→ TASK A: In the Onix amplifier review, why does the reviewer treat image specificity and tonal color together? Explain in one to three sentences.
→ TASK B: According to the Onix amplifier review, who produced the Rubinstein recording of the Bach-Busoni Chaconne?
→ TASK C: Carry the Onix amplifier review forward from the point where it stops.

→ TEXT BLOCK:
++++++++++

Dimensionality of images, i.e., whether they are paper-flat or rounded
and multi-dimensional, is not an area where the Onix scores points. It
presents pancake-thin images, two dimensional in character. To cite one
example, I was engaged in a comparison of three recordings of the
Bach-Busoni Chaconne during my audition of the Onix (performances by
Egon Petri, Ronald Smith, and Artur Rubinstein). The transparency of the
Onix allowed it to reveal the vastly different engineering of each of
the three recordings. Yet by far the best-recorded of the three,
Rubinstein's (RCA ARL 1-3342, produced by Max Wilcox), came across as an
upright piano even when the Naim 32.5 preamp was pressed into service to
feed the OA-21's aux input. Taking the Onix out of the system and
substituting the Naim 135 amplifiers instantly produced a Steinway
grand. The Audio Research gear forming the core of my reference system
excels at producing three-dimensional images, but even the Naim gear
trounces the Onix in this respect.
Two other areas of major concern are dynamics and instrumental tonal
color. The Onix does a fine job with large-scale dynamic contrasts, and
it retains this dynamic effervescence even when pushed hard. Many a
higher wattage amplifier fails to produce the exciting dynamic contrasts
of which the Onix is effortlessly capable. With smaller-scale dynamic
gradations, especially at the soft extremes of piano and pianissimo, the
Onix is not quite so lithe and responsive. Still, it outdoes, and
outdoes handsomely, your typical Japanese receiver which seems to play
everything at a more or less constant mezzo-forte level.
I cannot completely separate in my mind consideration of the OA-21's
portrayal of instrumental tonal colors from its image specificity loss.
In this case, I will lump image specificity together with tonal color
and say that there is a general diminution of focus. I want to tread
lightly here so as not to give the wrong impression. There is a loss of
zeroing-in on tonal colors, yet at the same time the Onix differentiates
between, say, a violin and a viola. The differentiation is there, but
contrast is reduced. The Onix gave me a better sense than the Naim 250
of Sigiswald Kuijken's Baroque violin in his traversal of the Bach
Sonatas for Violin and Harpsichord with Gustav Leonhardt (Deutsche
Harmonia Mundi 1C 151-99820/ 21). Yet the Naim 250 more clearly
contrasted and differentiated between instrumental textures on the Felix
Ayo / I Musici recording of Vivaldi's Four Seasons (Philips 6747 311).

++++++++++

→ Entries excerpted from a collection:
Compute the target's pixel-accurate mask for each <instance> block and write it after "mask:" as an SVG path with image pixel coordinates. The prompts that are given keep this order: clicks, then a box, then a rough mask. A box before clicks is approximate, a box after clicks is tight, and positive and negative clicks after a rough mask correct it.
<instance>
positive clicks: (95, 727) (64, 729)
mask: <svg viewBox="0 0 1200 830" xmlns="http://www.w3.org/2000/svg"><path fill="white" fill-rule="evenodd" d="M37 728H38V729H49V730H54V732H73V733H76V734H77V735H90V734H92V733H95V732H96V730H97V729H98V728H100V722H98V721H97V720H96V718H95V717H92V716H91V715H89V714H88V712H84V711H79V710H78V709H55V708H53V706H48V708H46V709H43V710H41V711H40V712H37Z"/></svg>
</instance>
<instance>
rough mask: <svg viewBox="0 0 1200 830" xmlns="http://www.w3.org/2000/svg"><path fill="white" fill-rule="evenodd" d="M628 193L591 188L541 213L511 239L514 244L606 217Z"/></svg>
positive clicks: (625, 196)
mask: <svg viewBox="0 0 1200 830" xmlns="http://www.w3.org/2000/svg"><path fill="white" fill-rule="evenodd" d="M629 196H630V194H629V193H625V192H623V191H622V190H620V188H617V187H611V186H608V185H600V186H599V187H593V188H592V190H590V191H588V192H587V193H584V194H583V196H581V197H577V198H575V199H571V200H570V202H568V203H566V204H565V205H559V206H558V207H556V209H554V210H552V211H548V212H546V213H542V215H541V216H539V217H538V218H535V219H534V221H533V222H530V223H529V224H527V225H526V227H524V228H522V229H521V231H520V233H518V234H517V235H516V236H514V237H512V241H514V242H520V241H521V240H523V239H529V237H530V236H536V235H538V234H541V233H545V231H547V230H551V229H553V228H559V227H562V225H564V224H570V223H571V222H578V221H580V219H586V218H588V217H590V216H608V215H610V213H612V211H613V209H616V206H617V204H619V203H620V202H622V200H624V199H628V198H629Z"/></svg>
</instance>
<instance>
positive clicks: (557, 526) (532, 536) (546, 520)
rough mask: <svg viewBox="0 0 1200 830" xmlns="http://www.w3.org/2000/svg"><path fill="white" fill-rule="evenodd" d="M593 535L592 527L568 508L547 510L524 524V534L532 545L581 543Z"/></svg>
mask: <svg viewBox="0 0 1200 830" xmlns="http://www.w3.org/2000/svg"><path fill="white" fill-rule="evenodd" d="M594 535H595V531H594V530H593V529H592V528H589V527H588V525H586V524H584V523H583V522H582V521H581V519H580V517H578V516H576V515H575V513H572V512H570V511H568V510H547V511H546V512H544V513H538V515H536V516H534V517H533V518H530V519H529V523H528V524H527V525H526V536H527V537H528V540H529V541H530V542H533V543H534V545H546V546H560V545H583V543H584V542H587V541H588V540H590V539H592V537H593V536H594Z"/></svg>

++++++++++

→ RESPONSE BOX A: The reviewer cannot fully separate the OA-21's portrayal of instrumental tonal colors from its loss of image specificity. So he groups the two and describes them as a general diminution of focus.

→ RESPONSE BOX B: Max Wilcox.

→ RESPONSE BOX C:
Note that with the ARC SP-11/ D-1 1 5-ll ne-plus-ultra rendition of
tonal color in my mind, I consider all other components I've heard to
date distant runners-up. I must be either spoiled or prejudiced. I give
the Naim gear a lot of credit for musically vital tonal contrast, if not
for the richness and beauty of which the Audio Research gear is capable.

The Onix is tonally at its best around C above middle-C on the piano.
On any good recording containing a flute, the Onix reproduces this
nearly sinusoidal instrument with notable realism.
Brass instruments and cymbals could not be reproduced unerringly by the
Onix. It bleached and whitened their tone considerably.
Onix markets an accessory power supply for the OA-21 called the SOAP.
It contains another torroidal power transformer, rectification, and
additional storage capacity. It plugs into the back of the OA-21 and, as
far as I can tell, operates in parallel with the OA-21's built-in
supply. It is said to enhance the OA21's ability to drive difficult
speaker loads such as the Linn Sara.
I don't have a pair of Linn Saras on hand, but perhaps the nine-way
Fulton Premiere speakers could also qualify as a more difficult than
usual load for an amplifier and, by extension, its power supply. I
auditioned the SOAP supply not only with the Fulton speakers but also
with the Wharfedale, Fried, and Spica speakers already mentioned. Its
effects were
similar regardless of the speakers.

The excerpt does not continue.